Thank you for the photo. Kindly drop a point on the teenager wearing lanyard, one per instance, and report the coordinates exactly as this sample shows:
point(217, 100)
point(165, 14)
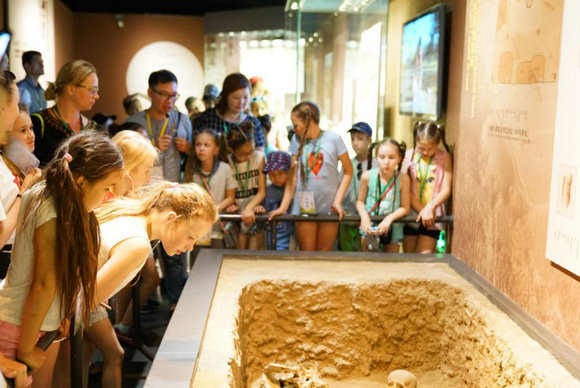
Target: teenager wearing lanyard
point(315, 184)
point(430, 170)
point(205, 166)
point(384, 191)
point(248, 166)
point(361, 140)
point(75, 90)
point(170, 132)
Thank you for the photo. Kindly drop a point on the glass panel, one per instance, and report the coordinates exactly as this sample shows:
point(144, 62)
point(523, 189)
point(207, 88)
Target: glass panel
point(344, 62)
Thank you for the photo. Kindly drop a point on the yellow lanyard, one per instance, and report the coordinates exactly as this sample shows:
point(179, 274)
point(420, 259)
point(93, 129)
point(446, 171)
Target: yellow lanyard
point(163, 128)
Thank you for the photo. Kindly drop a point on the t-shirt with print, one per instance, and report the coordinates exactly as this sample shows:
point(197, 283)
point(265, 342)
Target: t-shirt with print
point(247, 175)
point(323, 179)
point(219, 182)
point(210, 119)
point(351, 195)
point(178, 125)
point(15, 287)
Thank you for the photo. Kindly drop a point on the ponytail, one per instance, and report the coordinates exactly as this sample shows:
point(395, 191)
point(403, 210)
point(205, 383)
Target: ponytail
point(402, 150)
point(92, 156)
point(429, 131)
point(240, 135)
point(186, 200)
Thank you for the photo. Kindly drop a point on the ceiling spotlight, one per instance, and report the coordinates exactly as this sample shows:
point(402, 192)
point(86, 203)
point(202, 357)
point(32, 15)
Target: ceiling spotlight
point(120, 19)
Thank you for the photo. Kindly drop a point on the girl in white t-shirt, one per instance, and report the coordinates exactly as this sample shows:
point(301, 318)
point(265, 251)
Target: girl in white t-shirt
point(139, 156)
point(206, 167)
point(12, 179)
point(248, 166)
point(55, 253)
point(177, 215)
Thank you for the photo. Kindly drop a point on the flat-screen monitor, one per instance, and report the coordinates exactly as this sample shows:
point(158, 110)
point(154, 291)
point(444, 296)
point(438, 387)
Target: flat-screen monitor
point(422, 64)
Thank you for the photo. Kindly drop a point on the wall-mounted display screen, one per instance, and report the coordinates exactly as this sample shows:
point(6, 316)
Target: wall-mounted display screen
point(422, 64)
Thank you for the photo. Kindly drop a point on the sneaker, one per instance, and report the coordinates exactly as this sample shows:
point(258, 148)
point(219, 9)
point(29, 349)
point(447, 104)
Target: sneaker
point(126, 338)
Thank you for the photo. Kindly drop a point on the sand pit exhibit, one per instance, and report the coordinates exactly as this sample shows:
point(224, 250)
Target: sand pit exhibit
point(354, 321)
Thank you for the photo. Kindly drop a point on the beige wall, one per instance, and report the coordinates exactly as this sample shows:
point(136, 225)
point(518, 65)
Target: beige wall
point(63, 34)
point(97, 39)
point(401, 126)
point(502, 186)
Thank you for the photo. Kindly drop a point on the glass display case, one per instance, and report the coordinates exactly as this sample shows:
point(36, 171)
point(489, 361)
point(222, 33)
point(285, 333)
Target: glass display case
point(342, 65)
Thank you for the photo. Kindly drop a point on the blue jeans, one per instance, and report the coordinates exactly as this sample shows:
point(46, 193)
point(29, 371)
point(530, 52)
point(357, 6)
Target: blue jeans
point(174, 275)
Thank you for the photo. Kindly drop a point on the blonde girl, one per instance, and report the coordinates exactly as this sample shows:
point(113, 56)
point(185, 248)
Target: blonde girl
point(384, 191)
point(75, 90)
point(315, 186)
point(55, 254)
point(139, 156)
point(20, 146)
point(431, 172)
point(247, 165)
point(206, 166)
point(175, 215)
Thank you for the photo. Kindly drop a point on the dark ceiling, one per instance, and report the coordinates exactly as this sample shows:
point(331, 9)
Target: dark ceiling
point(173, 7)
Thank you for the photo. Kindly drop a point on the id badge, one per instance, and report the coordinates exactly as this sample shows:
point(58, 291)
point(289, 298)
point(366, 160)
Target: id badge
point(307, 205)
point(205, 240)
point(157, 172)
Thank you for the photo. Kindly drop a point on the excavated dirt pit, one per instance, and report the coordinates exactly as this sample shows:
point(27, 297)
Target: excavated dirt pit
point(356, 321)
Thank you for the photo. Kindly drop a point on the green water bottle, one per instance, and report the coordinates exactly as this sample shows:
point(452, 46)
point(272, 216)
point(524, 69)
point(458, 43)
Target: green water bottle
point(441, 245)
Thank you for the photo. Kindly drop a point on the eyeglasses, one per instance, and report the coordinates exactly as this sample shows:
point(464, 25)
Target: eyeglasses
point(166, 96)
point(92, 89)
point(243, 155)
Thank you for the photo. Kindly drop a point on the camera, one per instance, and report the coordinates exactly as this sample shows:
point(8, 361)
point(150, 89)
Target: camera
point(373, 243)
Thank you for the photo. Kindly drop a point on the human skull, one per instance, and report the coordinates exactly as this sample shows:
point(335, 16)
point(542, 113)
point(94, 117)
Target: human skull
point(401, 378)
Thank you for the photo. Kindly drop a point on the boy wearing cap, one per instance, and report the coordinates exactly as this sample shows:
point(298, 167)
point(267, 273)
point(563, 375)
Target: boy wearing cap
point(361, 139)
point(277, 166)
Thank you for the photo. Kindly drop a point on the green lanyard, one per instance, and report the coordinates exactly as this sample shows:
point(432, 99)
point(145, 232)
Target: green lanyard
point(382, 193)
point(244, 186)
point(163, 128)
point(423, 179)
point(311, 167)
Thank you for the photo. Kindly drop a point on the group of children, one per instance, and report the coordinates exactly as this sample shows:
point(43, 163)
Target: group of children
point(81, 232)
point(390, 182)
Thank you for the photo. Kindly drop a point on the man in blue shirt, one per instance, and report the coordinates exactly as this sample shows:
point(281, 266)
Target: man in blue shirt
point(31, 93)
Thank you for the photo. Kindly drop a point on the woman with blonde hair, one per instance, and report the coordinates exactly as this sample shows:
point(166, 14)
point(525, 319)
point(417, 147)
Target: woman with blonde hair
point(177, 215)
point(75, 90)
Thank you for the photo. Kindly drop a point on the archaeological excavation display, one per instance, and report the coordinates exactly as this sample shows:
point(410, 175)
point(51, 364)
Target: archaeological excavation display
point(309, 322)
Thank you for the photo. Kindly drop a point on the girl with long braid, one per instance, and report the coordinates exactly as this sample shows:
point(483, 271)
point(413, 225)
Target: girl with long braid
point(177, 215)
point(384, 191)
point(55, 253)
point(315, 186)
point(431, 173)
point(247, 165)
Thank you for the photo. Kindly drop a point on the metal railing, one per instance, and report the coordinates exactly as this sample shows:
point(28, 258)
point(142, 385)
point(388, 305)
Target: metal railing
point(324, 218)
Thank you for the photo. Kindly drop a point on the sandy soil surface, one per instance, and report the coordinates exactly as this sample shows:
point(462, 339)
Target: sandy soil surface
point(358, 320)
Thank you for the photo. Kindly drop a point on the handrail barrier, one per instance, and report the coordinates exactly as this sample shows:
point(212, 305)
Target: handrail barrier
point(324, 218)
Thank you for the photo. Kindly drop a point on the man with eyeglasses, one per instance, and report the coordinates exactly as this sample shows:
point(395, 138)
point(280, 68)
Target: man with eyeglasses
point(168, 129)
point(170, 132)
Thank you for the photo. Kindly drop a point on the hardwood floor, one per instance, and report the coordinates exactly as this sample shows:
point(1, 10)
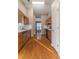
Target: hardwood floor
point(38, 49)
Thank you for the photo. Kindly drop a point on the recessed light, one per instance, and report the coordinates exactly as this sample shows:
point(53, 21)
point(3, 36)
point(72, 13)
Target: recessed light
point(37, 2)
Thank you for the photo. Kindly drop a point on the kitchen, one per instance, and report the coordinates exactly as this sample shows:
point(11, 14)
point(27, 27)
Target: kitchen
point(35, 22)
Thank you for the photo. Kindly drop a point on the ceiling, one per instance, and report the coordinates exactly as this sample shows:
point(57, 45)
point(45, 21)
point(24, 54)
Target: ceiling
point(42, 9)
point(39, 9)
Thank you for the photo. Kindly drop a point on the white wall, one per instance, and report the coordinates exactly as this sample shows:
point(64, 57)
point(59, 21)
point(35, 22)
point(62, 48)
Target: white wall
point(55, 25)
point(22, 7)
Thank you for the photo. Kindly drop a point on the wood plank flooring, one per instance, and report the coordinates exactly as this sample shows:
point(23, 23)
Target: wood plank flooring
point(38, 49)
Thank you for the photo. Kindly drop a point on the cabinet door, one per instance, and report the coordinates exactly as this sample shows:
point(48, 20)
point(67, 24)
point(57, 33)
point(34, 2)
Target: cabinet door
point(19, 16)
point(25, 37)
point(26, 20)
point(19, 41)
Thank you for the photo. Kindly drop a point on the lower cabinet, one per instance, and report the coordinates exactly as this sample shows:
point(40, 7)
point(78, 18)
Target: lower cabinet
point(23, 38)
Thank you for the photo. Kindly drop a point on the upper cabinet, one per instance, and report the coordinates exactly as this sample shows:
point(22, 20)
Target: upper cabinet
point(22, 18)
point(48, 21)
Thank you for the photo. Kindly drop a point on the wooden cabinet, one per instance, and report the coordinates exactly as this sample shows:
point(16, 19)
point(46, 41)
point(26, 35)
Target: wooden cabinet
point(23, 38)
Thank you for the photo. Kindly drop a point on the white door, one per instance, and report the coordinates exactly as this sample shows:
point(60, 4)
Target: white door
point(55, 25)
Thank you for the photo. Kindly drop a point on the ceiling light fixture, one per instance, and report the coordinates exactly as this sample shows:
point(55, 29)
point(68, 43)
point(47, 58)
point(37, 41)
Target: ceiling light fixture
point(37, 2)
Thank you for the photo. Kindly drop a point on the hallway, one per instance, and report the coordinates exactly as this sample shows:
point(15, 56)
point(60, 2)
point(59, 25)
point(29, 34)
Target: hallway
point(38, 49)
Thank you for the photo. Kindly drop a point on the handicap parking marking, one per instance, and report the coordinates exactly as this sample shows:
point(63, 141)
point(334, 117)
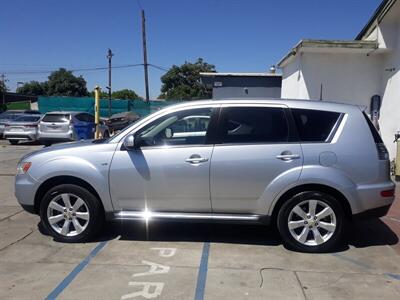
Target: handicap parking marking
point(202, 275)
point(71, 276)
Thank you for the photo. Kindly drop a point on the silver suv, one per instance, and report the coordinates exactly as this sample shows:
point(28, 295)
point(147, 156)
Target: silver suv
point(304, 166)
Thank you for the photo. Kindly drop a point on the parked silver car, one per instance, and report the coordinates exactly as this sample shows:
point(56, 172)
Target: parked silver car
point(63, 126)
point(11, 115)
point(304, 166)
point(24, 127)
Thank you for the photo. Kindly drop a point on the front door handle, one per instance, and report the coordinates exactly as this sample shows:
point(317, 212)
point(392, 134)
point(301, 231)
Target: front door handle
point(196, 159)
point(287, 157)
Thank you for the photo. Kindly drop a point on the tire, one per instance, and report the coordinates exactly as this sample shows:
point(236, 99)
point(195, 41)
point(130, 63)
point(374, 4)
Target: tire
point(79, 224)
point(313, 232)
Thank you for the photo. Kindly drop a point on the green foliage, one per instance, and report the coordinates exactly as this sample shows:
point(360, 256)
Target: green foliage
point(183, 82)
point(125, 94)
point(63, 83)
point(33, 88)
point(19, 105)
point(103, 95)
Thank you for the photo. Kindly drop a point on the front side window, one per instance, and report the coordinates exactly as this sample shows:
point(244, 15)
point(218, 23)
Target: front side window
point(187, 127)
point(254, 125)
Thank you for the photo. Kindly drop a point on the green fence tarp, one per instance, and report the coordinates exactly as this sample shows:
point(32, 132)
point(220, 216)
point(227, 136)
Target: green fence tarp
point(86, 104)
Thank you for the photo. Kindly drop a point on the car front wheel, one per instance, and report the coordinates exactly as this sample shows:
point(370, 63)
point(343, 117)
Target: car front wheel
point(71, 213)
point(311, 222)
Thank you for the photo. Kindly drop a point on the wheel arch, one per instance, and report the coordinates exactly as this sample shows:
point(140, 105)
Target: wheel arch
point(57, 180)
point(311, 187)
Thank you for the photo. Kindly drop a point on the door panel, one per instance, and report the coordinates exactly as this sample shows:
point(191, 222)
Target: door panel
point(240, 174)
point(256, 144)
point(169, 170)
point(161, 179)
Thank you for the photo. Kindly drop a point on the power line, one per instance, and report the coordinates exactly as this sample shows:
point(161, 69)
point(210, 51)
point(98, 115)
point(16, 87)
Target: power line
point(24, 72)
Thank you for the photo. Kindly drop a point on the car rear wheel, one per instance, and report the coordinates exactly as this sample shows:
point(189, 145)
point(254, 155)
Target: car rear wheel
point(311, 222)
point(71, 213)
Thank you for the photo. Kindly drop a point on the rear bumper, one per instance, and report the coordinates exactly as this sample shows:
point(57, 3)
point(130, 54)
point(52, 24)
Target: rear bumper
point(20, 136)
point(373, 213)
point(56, 137)
point(368, 196)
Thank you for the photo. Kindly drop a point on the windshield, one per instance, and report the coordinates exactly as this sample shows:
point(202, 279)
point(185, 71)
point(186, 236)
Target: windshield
point(56, 118)
point(28, 119)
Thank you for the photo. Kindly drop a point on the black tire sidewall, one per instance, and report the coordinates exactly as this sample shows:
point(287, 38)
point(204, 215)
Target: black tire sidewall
point(94, 207)
point(290, 241)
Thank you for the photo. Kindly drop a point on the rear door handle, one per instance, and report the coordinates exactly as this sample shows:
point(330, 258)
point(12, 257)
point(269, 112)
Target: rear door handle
point(287, 156)
point(196, 160)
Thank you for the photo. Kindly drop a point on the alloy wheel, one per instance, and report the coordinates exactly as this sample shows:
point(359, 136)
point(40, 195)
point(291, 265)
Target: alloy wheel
point(312, 222)
point(68, 214)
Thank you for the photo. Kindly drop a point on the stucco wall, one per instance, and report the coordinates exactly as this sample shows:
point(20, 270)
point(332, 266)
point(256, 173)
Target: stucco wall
point(345, 77)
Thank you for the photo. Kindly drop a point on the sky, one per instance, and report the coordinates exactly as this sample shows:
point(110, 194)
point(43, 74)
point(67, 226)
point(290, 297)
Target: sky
point(234, 35)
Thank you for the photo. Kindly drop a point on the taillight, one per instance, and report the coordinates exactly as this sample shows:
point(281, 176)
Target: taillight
point(387, 193)
point(383, 154)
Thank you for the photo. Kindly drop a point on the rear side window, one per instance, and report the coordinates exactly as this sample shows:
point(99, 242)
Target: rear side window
point(375, 133)
point(254, 125)
point(315, 125)
point(56, 118)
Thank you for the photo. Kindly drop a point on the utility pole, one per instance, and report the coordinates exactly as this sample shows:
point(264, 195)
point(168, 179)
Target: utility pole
point(146, 71)
point(109, 56)
point(3, 80)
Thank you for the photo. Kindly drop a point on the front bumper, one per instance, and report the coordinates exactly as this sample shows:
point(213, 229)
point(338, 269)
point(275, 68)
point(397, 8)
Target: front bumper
point(25, 191)
point(377, 212)
point(56, 136)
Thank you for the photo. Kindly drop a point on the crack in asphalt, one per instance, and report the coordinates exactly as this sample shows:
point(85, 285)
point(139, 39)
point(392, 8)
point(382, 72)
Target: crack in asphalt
point(301, 286)
point(12, 215)
point(13, 243)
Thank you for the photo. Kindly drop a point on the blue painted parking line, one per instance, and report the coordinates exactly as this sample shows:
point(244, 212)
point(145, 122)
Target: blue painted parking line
point(361, 264)
point(202, 275)
point(71, 276)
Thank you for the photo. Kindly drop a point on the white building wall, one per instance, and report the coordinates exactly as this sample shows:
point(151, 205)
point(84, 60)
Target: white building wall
point(345, 77)
point(390, 89)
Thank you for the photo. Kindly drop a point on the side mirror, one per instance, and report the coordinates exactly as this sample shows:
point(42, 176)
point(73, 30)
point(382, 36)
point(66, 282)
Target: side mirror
point(129, 142)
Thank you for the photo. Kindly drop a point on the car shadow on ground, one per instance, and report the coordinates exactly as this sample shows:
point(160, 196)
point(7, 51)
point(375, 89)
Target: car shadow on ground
point(359, 234)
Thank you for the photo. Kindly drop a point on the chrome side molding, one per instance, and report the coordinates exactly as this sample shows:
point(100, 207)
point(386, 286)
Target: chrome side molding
point(147, 215)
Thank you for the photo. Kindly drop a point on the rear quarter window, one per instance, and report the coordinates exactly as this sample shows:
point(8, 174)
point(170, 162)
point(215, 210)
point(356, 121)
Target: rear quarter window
point(315, 125)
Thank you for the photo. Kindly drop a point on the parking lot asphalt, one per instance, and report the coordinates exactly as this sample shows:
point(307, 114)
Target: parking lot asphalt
point(194, 261)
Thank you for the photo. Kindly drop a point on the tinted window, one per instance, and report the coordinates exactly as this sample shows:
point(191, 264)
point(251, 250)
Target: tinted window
point(254, 125)
point(81, 117)
point(89, 118)
point(187, 127)
point(314, 125)
point(374, 131)
point(56, 118)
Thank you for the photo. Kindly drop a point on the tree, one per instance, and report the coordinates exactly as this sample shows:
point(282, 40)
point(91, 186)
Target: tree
point(33, 88)
point(125, 94)
point(103, 95)
point(183, 82)
point(64, 83)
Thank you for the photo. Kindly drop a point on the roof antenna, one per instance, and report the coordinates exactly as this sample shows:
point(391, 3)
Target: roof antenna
point(320, 93)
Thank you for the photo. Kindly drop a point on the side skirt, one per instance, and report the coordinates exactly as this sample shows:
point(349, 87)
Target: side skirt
point(190, 217)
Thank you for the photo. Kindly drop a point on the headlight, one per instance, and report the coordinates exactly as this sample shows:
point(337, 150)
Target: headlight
point(23, 167)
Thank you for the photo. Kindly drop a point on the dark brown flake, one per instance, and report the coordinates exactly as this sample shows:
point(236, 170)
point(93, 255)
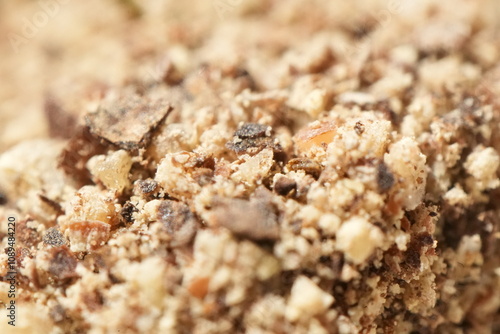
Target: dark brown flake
point(128, 122)
point(53, 237)
point(284, 186)
point(253, 219)
point(178, 221)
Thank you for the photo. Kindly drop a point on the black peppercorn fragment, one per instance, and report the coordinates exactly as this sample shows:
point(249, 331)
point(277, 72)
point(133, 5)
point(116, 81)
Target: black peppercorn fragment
point(385, 178)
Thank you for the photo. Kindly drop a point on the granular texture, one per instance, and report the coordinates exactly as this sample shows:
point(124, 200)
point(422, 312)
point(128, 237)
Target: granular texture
point(254, 166)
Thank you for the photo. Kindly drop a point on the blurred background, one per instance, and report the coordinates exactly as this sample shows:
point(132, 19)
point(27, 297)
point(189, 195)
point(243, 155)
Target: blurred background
point(57, 57)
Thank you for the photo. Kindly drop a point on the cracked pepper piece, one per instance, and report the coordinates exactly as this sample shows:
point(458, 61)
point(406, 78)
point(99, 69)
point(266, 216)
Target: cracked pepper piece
point(128, 122)
point(254, 219)
point(54, 237)
point(250, 138)
point(178, 220)
point(87, 235)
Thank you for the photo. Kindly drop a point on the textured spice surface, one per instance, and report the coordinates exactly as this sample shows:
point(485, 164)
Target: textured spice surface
point(252, 166)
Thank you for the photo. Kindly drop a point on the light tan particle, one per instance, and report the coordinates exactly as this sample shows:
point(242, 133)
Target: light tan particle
point(358, 239)
point(306, 300)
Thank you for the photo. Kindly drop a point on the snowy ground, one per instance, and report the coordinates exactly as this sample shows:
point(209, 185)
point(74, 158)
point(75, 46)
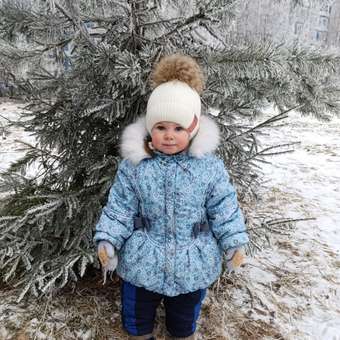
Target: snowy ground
point(289, 291)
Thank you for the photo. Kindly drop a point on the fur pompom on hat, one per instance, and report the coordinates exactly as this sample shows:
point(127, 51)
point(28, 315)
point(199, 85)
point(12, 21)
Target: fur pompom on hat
point(177, 81)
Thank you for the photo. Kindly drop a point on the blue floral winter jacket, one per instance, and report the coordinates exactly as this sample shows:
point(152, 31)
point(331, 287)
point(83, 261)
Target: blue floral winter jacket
point(174, 192)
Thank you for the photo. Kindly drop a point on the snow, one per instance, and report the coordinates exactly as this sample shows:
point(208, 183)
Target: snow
point(294, 285)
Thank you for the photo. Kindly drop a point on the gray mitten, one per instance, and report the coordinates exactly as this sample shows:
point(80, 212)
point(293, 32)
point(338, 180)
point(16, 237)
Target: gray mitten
point(235, 257)
point(107, 257)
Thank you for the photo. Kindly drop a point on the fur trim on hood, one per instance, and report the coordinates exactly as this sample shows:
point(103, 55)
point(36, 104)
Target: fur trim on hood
point(132, 143)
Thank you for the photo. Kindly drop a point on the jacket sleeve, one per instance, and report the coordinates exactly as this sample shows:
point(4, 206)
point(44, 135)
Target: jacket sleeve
point(116, 222)
point(224, 215)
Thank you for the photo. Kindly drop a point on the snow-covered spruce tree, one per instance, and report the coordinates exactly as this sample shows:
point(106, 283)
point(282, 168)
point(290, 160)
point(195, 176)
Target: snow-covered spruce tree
point(87, 78)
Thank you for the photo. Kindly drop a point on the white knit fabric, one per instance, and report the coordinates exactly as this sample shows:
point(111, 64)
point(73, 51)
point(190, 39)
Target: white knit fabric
point(173, 101)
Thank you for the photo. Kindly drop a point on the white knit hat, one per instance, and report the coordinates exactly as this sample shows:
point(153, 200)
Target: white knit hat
point(174, 101)
point(177, 80)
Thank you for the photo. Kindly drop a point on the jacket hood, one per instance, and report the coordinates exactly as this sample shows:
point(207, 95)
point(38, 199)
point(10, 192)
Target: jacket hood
point(132, 143)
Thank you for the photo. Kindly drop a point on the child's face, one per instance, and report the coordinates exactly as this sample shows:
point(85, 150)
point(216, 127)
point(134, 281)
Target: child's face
point(169, 138)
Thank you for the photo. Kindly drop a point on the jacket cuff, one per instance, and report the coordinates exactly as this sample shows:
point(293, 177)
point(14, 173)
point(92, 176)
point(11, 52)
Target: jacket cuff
point(236, 240)
point(103, 236)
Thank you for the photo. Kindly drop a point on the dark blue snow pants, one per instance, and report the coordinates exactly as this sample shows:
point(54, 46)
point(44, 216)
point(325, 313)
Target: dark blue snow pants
point(139, 310)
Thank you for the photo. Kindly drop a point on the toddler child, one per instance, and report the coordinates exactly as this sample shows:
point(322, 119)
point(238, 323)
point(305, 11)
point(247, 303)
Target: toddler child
point(171, 211)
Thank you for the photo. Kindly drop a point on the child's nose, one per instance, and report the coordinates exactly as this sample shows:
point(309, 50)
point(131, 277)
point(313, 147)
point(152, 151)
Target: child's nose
point(169, 135)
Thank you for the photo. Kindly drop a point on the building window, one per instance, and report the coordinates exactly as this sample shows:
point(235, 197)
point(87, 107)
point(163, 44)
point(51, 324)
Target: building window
point(323, 22)
point(325, 8)
point(298, 28)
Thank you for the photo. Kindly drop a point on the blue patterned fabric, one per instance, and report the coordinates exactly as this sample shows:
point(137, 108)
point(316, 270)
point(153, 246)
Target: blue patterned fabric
point(174, 192)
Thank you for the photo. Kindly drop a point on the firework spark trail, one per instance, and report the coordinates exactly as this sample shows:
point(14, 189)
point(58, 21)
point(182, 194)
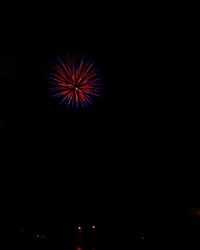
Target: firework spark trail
point(75, 82)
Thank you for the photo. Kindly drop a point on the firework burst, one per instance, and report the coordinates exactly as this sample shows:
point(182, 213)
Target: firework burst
point(75, 81)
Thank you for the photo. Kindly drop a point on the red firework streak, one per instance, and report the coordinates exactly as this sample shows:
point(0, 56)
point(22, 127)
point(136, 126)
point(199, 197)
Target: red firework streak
point(75, 81)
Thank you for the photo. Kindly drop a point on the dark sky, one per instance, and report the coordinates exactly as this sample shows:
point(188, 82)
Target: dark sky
point(124, 149)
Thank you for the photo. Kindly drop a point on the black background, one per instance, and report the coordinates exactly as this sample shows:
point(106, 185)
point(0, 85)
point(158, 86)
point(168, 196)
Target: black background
point(125, 160)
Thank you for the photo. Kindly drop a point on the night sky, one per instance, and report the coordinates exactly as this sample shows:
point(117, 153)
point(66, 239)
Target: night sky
point(122, 155)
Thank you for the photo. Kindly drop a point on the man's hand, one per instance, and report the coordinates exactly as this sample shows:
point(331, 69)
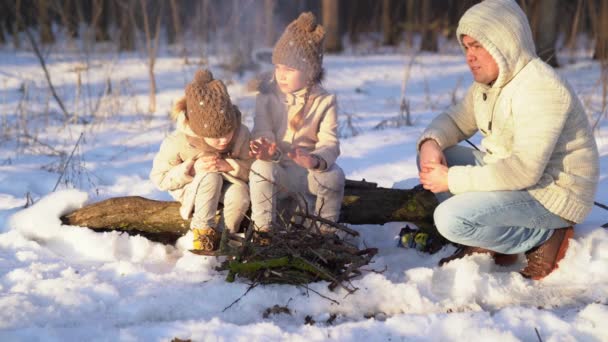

==================================================

# AUFGABENDETAILS:
Ändere in dem Abschnitt, der mit der Zeile beginnt, die „the camera, one“ enthält, und mit der Zeile endet, die „point(401, 378)“ enthält, jedes „human skull“ zu „animal skull“, wobei beide Randzeilen dazugehören. Gib nur diese Zeilen aus und lass alles andere darin unverändert.

# ANTWORT ZUR AUFGABE:
Thank you for the photo. Kindly drop a point on the camera, one per instance, and report the coordinates exactly as this sample shows:
point(8, 361)
point(150, 89)
Target: camera
point(373, 243)
Thank you for the photo. Kindly drop a point on the animal skull, one per instance, and report the coordinates exactly as this sample shows:
point(335, 16)
point(542, 113)
point(94, 117)
Target: animal skull
point(401, 378)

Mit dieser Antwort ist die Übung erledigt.